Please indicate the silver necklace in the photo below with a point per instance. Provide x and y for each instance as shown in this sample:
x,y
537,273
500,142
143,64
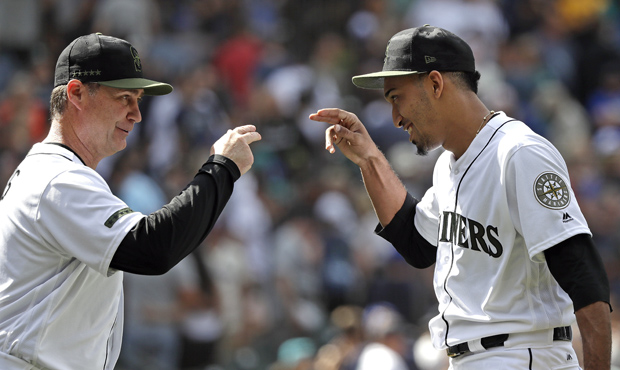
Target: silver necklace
x,y
484,119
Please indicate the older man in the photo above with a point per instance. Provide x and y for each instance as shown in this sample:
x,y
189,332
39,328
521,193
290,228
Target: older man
x,y
65,239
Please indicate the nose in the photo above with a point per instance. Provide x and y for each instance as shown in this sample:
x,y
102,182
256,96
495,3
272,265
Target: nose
x,y
397,119
134,114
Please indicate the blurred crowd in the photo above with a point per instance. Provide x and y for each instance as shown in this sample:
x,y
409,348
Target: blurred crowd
x,y
293,277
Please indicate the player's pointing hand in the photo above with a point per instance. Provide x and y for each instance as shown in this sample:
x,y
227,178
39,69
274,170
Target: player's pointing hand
x,y
347,133
235,145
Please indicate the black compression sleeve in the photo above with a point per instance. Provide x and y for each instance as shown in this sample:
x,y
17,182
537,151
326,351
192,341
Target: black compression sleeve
x,y
578,268
406,239
163,238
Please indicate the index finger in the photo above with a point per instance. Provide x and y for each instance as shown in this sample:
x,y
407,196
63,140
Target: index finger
x,y
329,115
244,129
250,137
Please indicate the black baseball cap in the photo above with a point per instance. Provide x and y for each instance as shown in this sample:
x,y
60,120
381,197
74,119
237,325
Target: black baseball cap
x,y
419,50
107,60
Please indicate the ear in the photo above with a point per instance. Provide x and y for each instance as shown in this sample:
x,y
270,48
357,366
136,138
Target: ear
x,y
437,83
76,92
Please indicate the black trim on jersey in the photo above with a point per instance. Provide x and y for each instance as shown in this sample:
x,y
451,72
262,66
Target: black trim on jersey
x,y
406,239
69,149
578,268
456,202
162,239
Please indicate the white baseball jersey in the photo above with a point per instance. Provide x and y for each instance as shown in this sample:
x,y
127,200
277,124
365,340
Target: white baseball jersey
x,y
61,306
492,213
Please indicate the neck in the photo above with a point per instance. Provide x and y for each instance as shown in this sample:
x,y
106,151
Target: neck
x,y
464,124
62,133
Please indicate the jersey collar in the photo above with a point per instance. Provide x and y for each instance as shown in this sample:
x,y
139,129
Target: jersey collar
x,y
56,149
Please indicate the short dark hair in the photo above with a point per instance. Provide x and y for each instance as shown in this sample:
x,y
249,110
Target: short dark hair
x,y
466,80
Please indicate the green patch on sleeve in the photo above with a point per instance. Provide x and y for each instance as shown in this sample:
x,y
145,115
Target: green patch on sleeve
x,y
116,216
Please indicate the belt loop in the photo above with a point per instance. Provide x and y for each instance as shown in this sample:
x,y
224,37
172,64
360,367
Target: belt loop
x,y
475,345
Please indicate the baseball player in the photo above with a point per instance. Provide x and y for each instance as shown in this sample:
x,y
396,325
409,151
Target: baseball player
x,y
65,239
514,260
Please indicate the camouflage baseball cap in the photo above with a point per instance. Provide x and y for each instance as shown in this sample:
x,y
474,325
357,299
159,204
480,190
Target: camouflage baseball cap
x,y
107,60
419,50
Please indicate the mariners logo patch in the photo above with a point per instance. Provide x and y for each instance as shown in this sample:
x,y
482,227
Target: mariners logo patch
x,y
551,191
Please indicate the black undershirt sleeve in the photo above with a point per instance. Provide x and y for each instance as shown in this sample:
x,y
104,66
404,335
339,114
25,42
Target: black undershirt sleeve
x,y
162,239
406,239
577,266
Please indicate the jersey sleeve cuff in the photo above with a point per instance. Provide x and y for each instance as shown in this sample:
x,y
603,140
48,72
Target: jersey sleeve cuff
x,y
227,163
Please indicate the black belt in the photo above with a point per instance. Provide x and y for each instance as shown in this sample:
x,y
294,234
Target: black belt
x,y
564,333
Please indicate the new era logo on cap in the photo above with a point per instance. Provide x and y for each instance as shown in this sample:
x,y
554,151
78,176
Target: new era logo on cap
x,y
106,60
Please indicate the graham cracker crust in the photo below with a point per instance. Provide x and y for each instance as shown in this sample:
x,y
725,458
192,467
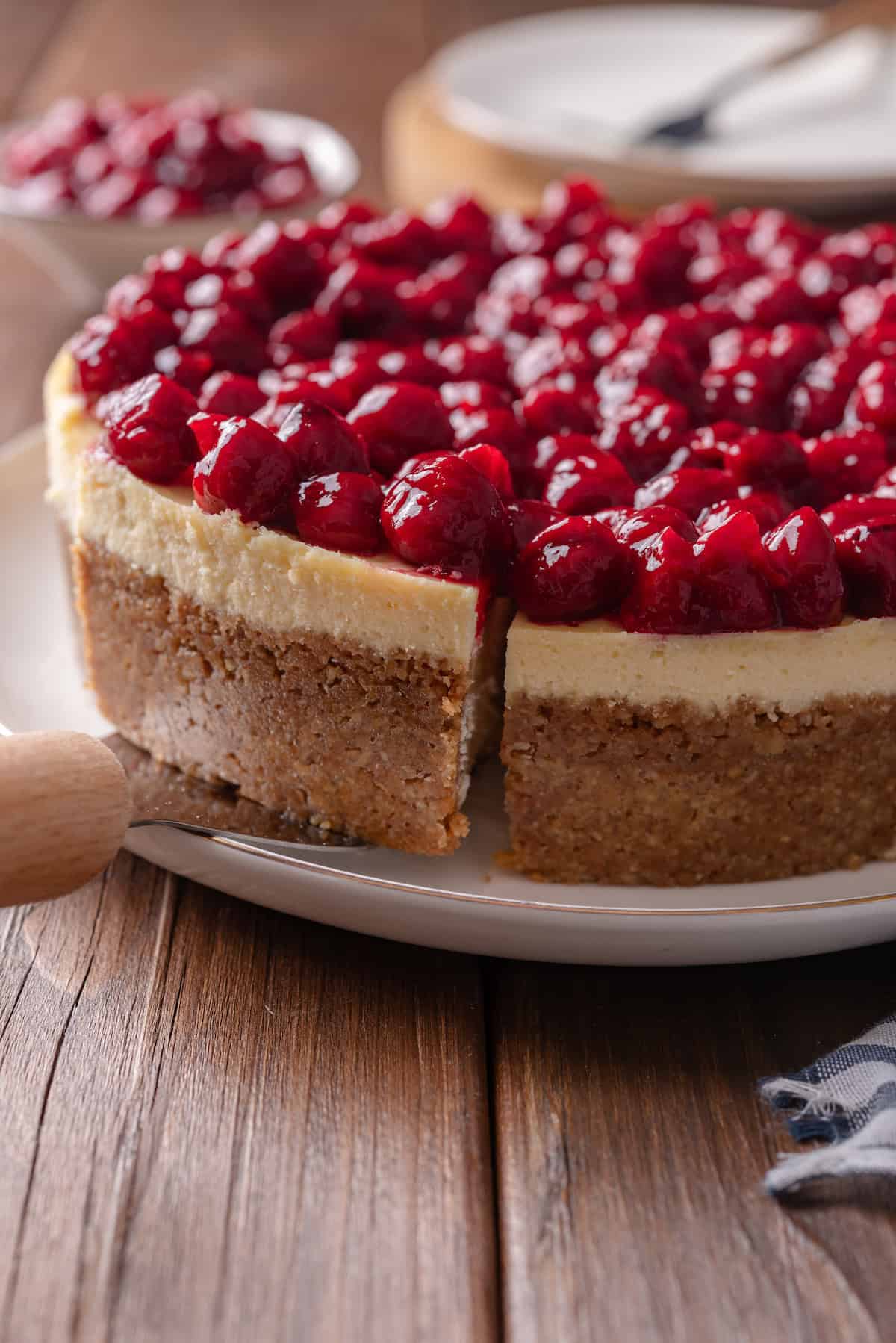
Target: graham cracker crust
x,y
340,736
628,795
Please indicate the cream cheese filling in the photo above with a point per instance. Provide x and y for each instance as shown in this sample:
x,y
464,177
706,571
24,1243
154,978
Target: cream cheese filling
x,y
775,671
267,578
274,580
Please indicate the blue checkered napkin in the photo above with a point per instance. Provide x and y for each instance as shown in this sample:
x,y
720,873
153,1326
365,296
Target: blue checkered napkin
x,y
847,1099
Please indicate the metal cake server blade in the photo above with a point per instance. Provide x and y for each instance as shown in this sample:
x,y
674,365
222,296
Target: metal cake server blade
x,y
167,797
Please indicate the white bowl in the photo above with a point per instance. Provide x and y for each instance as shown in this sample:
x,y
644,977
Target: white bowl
x,y
87,255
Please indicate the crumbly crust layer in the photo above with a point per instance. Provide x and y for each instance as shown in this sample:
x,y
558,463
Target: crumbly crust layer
x,y
668,795
335,733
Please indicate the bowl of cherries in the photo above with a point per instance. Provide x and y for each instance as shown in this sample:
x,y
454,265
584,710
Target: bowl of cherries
x,y
93,186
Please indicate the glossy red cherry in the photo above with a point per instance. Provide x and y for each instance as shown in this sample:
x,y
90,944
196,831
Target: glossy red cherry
x,y
818,400
230,394
321,442
588,483
548,409
494,465
460,225
188,367
771,461
448,515
571,571
399,419
662,597
857,508
304,335
867,556
732,592
665,365
801,563
146,427
472,397
529,518
442,297
281,262
108,353
874,402
243,468
721,273
364,299
633,527
691,489
227,336
470,359
847,462
340,512
867,305
500,427
766,506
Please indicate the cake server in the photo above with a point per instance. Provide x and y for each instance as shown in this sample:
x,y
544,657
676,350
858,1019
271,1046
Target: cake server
x,y
694,125
69,799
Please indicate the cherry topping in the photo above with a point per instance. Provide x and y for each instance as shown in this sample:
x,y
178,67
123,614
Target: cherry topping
x,y
529,518
802,567
874,402
548,409
732,592
662,597
230,394
243,468
305,335
321,442
691,489
766,506
633,525
147,429
399,419
867,556
447,513
857,508
758,457
588,484
340,512
573,570
108,353
845,462
494,465
188,367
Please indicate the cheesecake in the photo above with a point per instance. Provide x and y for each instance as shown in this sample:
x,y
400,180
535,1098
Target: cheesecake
x,y
354,500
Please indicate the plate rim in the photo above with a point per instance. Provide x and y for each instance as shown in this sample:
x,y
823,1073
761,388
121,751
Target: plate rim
x,y
650,164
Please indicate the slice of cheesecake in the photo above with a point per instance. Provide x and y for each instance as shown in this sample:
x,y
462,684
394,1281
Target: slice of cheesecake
x,y
355,693
677,760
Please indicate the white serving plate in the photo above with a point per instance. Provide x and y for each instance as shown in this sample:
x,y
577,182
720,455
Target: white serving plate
x,y
92,254
578,85
464,903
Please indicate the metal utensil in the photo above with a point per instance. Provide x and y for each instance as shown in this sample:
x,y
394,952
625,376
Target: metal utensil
x,y
694,125
67,801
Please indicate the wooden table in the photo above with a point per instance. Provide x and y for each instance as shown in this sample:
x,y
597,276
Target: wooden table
x,y
220,1123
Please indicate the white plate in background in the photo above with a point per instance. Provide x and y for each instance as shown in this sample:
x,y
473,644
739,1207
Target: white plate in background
x,y
464,903
578,85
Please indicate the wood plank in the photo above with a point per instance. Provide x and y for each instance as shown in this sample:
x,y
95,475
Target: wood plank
x,y
632,1144
218,1122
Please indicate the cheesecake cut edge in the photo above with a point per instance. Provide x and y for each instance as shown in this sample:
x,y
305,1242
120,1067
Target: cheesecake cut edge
x,y
354,693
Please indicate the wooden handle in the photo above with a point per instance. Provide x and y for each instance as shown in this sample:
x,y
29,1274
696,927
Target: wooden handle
x,y
65,806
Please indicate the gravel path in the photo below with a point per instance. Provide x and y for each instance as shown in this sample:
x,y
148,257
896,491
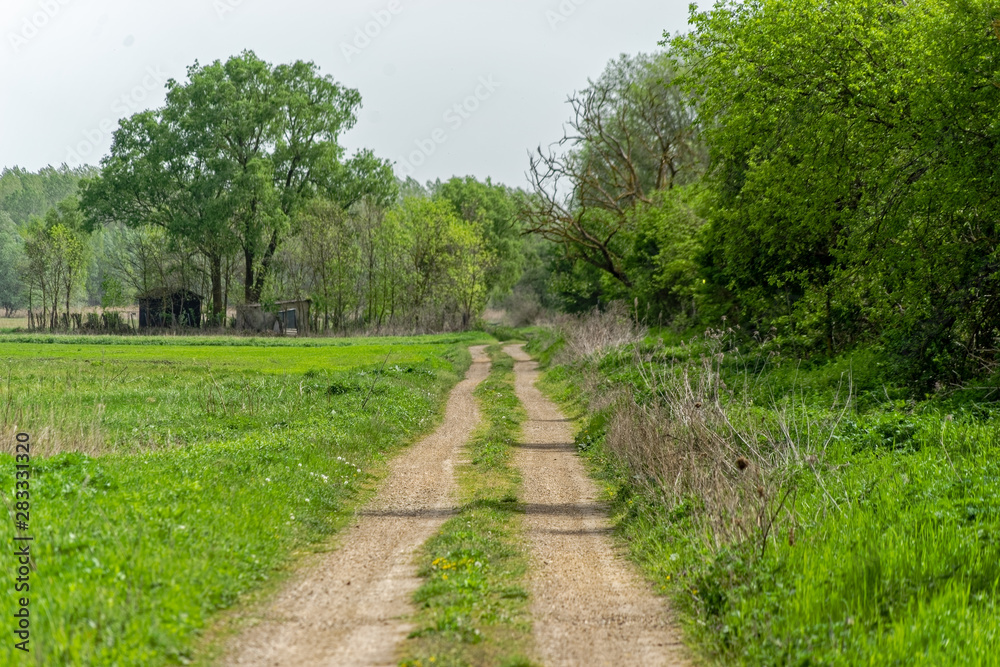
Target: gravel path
x,y
588,605
347,610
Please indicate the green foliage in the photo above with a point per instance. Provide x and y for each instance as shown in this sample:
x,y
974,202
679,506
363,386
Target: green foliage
x,y
852,145
493,210
231,159
24,194
12,294
224,461
892,556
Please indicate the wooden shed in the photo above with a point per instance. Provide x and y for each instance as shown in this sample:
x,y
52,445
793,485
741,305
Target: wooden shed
x,y
287,318
162,308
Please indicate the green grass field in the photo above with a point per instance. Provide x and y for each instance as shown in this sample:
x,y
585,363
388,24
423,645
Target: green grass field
x,y
206,464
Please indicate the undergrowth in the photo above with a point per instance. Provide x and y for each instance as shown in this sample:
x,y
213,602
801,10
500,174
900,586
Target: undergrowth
x,y
885,546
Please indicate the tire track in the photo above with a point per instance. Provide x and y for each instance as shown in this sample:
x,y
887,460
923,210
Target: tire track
x,y
588,605
347,610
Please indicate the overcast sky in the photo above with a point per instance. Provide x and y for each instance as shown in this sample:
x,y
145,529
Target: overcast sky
x,y
69,69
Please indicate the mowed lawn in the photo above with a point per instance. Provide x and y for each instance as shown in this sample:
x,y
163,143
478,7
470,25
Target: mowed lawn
x,y
206,464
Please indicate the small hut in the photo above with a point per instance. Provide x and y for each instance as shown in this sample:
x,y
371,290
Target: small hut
x,y
162,308
287,318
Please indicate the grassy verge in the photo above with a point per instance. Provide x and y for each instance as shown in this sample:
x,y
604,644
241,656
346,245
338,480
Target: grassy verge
x,y
220,466
886,550
472,607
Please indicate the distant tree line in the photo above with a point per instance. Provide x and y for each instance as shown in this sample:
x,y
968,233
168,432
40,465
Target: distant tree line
x,y
237,189
825,169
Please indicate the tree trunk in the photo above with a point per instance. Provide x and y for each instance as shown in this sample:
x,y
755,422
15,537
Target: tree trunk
x,y
217,307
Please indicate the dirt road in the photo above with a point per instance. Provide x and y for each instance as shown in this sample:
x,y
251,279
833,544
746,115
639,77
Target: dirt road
x,y
588,605
346,610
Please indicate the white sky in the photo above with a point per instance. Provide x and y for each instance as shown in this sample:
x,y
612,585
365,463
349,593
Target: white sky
x,y
69,69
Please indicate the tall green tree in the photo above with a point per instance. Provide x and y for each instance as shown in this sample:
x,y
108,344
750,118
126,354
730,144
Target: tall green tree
x,y
853,147
11,260
495,212
236,153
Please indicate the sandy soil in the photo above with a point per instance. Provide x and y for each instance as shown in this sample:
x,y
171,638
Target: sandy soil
x,y
589,606
347,610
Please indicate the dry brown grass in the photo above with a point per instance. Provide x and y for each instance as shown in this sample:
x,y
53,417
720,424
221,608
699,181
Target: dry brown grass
x,y
599,331
687,437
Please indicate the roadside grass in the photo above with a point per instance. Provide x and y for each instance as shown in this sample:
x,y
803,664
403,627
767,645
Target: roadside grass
x,y
209,488
888,551
472,606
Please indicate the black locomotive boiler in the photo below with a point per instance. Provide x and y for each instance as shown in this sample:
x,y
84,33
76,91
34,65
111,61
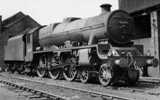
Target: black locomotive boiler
x,y
98,46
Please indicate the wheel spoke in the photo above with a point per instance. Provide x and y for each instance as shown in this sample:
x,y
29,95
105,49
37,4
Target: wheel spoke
x,y
105,74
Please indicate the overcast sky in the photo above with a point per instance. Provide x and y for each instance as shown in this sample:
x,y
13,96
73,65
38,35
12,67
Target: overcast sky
x,y
50,11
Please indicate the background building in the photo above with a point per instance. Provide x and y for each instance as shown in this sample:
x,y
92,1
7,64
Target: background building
x,y
146,14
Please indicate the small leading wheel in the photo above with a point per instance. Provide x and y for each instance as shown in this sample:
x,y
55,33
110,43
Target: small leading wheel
x,y
70,72
133,76
54,74
105,75
40,70
84,76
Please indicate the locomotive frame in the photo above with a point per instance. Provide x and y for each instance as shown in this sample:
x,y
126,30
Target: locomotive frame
x,y
97,47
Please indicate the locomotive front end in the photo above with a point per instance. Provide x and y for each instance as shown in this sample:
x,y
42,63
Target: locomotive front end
x,y
126,64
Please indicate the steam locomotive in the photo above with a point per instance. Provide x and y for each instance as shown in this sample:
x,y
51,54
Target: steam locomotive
x,y
81,49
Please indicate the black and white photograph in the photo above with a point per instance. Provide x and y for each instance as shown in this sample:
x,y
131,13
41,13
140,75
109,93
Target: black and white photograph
x,y
80,50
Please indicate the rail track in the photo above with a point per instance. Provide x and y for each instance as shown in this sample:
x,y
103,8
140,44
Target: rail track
x,y
129,93
35,92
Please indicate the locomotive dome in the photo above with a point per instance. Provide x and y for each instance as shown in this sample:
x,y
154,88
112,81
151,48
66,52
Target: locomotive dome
x,y
120,27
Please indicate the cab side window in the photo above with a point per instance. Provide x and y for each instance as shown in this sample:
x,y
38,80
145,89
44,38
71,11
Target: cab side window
x,y
28,38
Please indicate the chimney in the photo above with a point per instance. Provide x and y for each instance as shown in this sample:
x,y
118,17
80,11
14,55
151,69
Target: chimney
x,y
105,8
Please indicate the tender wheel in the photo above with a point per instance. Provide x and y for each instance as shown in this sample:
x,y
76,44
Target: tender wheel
x,y
54,74
105,74
84,76
70,72
40,70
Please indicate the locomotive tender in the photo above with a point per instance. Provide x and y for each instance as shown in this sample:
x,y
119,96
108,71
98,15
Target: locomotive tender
x,y
99,47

● What to produce: If a line above holds the string "below", return it as it stands.

● Solution for this exercise:
Please indicate the silver necklace in the photo below with a point per instance. Provide x and y for each instance as shown in this sample:
Please indicate the graham cracker crust in the photo below with a point per instance. Provide x and y for each instance as shown in this sample:
Please indicate the gravel path in the photo below with a point per instance. Provide x and y for each instance as shown in this sample:
Please indicate the black locomotive boiler in the photo below with a point per instance. Provide x and y for each instance as shown in this sample:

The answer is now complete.